▶ _WHAT THE EXERCISE ASKS_:
Each line from the one containing "Could you point at the yellow safety" through the end of the entries below should be transcribed exactly, and no other line.

** Opening SUPPLIED RECORDS block **

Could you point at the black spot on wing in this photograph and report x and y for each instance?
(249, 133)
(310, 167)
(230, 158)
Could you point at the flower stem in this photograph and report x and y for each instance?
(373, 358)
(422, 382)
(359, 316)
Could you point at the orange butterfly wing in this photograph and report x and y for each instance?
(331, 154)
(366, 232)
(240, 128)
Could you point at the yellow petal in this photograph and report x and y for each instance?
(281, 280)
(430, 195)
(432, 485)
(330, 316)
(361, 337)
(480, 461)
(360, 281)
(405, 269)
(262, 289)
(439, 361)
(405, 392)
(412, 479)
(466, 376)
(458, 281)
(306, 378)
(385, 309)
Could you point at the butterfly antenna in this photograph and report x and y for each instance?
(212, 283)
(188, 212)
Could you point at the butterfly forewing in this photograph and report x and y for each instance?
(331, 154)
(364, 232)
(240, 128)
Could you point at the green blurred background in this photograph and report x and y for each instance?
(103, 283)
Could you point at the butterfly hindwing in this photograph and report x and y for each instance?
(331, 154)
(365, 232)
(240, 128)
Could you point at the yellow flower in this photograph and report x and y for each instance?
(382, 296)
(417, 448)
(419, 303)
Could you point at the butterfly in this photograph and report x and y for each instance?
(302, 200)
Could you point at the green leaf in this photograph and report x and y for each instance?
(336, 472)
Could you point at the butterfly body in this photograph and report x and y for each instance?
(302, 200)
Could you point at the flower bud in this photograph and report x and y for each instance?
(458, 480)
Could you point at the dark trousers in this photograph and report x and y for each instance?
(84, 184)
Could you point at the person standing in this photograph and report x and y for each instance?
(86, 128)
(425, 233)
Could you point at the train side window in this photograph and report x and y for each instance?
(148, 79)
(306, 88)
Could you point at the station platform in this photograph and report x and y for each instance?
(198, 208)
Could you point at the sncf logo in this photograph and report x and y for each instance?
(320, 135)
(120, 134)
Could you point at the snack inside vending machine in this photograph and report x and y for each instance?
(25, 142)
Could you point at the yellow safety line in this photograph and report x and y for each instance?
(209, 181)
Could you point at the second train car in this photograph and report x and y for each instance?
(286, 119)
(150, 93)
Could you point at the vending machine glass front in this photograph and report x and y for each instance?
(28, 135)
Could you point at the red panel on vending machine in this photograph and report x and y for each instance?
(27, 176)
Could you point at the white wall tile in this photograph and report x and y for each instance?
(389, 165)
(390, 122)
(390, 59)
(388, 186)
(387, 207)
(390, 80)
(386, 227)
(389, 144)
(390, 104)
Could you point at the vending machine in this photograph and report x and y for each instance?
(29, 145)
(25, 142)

** Closing SUPPLIED RECORDS block **

▶ _EXERCISE RESULT_:
Could you point at the yellow safety line in this photograph and report x and y for each instance?
(209, 181)
Could you point at the second train car in this photograph and report x and y for each instance?
(286, 119)
(150, 93)
Could you point at the vending machine glass front in this photograph and report x and y for each instance?
(28, 135)
Could you point at the red panel on vending machine in this photograph and report x and y for each instance?
(27, 176)
Could you point at the white wall tile in this photograph and report x and y for each instance?
(389, 165)
(390, 122)
(390, 59)
(388, 186)
(387, 207)
(390, 80)
(386, 227)
(389, 144)
(390, 104)
Could you point at the vending machine in this photograph and report x and y for each instance?
(29, 145)
(25, 142)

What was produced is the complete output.